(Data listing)

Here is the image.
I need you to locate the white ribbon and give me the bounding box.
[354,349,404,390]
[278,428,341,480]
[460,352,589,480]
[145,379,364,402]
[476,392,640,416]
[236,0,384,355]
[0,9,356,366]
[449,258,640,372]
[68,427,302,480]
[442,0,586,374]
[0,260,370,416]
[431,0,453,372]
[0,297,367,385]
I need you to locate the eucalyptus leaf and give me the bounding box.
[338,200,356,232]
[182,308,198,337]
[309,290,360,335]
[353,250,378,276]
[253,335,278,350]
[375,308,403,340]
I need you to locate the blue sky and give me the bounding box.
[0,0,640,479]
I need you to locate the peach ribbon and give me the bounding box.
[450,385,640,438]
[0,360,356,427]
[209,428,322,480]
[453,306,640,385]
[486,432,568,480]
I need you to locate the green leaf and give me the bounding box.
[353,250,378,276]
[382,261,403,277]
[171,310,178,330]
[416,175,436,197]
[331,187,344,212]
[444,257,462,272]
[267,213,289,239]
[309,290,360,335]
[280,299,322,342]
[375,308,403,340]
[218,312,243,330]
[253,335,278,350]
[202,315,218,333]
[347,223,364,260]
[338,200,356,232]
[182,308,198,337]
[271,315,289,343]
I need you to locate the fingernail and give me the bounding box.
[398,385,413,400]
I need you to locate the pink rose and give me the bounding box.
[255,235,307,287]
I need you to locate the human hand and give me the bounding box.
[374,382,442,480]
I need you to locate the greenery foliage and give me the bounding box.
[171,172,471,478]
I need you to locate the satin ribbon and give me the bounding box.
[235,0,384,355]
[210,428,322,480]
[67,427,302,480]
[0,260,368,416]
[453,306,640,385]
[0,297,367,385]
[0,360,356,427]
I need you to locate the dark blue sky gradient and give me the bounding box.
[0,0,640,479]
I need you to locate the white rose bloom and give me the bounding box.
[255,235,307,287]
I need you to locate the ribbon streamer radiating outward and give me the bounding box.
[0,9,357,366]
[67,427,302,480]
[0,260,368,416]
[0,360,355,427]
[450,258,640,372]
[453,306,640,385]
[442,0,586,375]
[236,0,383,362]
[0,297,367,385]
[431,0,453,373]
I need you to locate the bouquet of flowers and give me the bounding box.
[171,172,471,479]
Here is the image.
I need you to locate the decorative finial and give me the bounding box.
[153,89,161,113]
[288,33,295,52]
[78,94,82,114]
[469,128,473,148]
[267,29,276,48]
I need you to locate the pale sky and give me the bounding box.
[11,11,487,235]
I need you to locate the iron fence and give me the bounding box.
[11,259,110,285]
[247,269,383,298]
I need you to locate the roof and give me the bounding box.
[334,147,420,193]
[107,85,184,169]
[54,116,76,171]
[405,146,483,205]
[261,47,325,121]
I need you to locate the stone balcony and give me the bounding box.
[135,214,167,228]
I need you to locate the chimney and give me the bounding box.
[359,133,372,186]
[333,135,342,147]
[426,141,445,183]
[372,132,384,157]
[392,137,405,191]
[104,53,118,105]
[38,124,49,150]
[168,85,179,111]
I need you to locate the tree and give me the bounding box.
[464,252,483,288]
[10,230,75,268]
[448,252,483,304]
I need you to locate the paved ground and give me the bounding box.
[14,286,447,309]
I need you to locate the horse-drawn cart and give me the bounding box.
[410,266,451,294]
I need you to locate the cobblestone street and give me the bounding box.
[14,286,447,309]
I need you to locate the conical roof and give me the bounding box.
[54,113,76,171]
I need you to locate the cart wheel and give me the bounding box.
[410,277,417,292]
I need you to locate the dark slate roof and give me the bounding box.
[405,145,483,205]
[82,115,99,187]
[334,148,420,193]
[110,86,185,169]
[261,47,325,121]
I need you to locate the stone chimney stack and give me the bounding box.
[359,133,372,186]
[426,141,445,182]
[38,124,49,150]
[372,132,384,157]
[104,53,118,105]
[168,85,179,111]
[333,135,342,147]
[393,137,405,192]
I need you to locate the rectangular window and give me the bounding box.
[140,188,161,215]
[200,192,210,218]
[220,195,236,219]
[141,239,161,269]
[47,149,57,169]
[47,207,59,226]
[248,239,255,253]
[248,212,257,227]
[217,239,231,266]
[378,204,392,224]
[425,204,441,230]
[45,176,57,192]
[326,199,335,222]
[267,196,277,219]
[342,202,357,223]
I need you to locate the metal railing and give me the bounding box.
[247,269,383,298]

What to produce: From the items above, copy each line that contains the string "chimney", matching its case exactly.

Solved exercise:
I need you to locate the chimney and give me the bounding box.
I need you to locate the stone chimney stack and give me the bounding box.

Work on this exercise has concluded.